*PAGE EXCERPT*
= = = =

Location
- Arnold Street, Princes Hill Melbourne, Victoria, 3054 Australia

Information
- Type: co-educational government school
- Motto: Latin: Labore et fide
- Established: 1889
- Principal: Trevor Smith
- Years offered: 7–12
- Enrollment: 850
- Website: phsc.vic.edu.au

= Princes Hill Secondary College =

Princes Hill Secondary College is a coeducational state secondary school, located in Princes Hill, an inner suburb of Melbourne, Victoria, Australia. The school is 2 kilometres from the Melbourne City Centre.

The school was formerly known as Princes Hill High School and prior to that, Princes Hill Central School. Princes Hill Secondary College is non-selective and accepts students from over 30 primary schools in the City of Yarra, City of Melbourne, City of Merri-bek and City of Darebin.

==History==
The school was opened by the acting headmaster on 2 September 1889 with several hundred pupils. It was the continuation of the Lygon Street, North Carlton school, established in the 1860s.

= = = =

*TASK TO COMPLETE*
Please extract, word for word, the part of the school page starting with "Princes Hill Secondary College is a" and going on through "Melbourne City Centre.". Work only from the school page.

(Location annotation data excerpts)
= = = =

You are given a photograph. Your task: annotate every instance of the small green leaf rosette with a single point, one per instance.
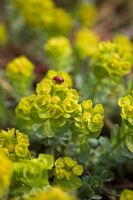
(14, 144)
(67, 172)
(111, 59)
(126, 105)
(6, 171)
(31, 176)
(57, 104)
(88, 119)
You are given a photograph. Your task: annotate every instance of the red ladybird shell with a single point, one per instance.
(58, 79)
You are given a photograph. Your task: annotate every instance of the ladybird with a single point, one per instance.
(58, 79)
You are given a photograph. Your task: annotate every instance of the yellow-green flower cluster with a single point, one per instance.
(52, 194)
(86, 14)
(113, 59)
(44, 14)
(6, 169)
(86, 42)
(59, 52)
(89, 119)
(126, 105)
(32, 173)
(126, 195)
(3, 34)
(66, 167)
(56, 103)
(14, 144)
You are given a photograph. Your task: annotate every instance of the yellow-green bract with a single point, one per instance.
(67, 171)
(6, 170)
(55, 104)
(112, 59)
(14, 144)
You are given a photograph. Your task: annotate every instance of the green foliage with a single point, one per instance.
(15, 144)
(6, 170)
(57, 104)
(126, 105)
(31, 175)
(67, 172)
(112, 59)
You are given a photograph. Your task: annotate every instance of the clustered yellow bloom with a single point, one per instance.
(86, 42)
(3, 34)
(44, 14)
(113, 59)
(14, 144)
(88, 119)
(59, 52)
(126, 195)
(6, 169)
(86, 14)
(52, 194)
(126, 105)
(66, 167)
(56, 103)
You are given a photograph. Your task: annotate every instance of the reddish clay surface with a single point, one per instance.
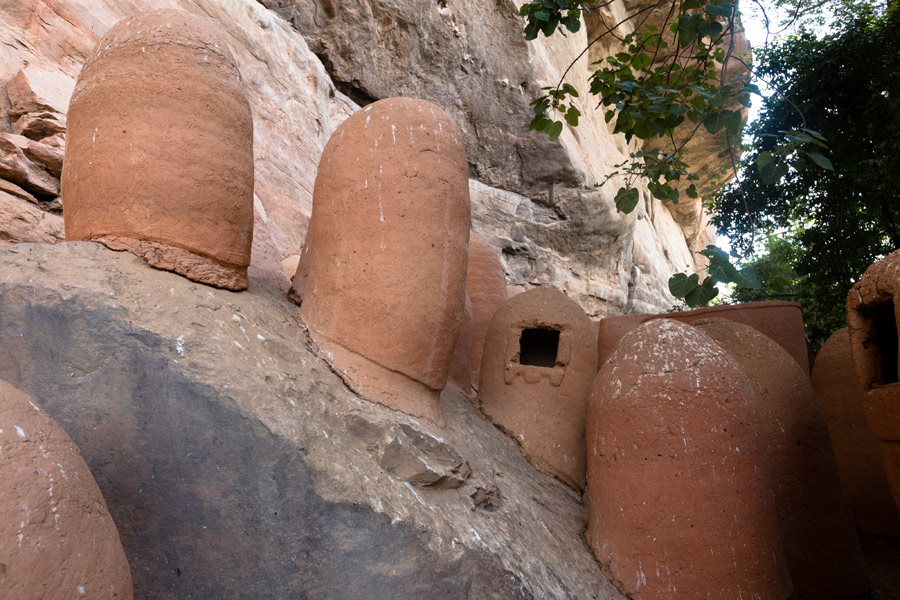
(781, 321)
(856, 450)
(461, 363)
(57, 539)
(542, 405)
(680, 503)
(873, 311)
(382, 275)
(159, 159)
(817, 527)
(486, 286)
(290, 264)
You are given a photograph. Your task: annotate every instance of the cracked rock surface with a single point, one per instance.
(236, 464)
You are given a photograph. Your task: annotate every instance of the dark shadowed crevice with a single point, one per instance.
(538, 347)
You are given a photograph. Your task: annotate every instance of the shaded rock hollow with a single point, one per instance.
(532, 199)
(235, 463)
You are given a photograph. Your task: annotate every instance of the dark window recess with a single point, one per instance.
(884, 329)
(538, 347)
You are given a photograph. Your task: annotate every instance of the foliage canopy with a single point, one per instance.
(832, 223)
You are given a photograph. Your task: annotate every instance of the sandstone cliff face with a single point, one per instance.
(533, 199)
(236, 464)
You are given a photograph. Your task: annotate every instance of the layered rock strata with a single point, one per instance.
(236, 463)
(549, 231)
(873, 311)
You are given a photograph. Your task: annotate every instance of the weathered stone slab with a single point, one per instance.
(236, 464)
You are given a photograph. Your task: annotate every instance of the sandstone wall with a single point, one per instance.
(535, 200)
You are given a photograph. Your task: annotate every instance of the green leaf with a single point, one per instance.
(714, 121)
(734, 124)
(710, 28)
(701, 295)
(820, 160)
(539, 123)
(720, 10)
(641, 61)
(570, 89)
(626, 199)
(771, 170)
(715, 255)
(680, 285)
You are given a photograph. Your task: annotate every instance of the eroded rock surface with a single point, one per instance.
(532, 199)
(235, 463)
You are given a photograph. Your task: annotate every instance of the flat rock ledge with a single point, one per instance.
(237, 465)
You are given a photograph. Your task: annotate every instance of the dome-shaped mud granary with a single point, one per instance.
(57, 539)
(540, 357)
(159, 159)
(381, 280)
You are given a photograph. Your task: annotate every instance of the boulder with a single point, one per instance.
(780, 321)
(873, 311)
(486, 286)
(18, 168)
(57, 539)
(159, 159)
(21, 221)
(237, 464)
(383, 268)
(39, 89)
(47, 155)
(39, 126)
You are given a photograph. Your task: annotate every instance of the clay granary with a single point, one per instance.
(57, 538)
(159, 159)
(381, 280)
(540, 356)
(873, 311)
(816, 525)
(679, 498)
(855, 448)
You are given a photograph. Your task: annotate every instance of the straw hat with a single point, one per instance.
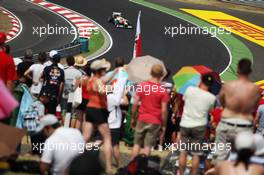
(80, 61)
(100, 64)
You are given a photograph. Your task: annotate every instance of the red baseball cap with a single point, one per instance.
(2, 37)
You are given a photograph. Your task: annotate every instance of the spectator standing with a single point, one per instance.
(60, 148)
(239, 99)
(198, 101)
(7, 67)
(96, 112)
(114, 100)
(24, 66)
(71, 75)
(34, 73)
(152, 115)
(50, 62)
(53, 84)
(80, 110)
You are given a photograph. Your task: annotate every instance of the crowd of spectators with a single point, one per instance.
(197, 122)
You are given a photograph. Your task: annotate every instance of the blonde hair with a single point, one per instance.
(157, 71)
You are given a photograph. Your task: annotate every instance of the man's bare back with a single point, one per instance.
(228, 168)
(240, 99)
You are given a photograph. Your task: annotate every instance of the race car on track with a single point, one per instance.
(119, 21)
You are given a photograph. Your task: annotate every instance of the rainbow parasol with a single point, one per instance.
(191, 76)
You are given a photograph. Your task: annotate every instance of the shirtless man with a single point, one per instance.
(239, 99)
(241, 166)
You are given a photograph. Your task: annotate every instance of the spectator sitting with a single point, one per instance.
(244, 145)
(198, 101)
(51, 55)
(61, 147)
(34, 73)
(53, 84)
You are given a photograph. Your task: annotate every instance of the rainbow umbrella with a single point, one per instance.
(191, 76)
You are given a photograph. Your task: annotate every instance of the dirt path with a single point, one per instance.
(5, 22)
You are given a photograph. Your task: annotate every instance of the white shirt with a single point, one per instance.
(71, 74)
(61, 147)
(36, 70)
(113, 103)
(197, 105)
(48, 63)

= = = =

*WRITTEN RESPONSE*
Princes Hill Secondary College is a coeducational state secondary school, located in Princes Hill, an inner suburb of Melbourne, Victoria, Australia. The school is 2 kilometres from the Melbourne City Centre.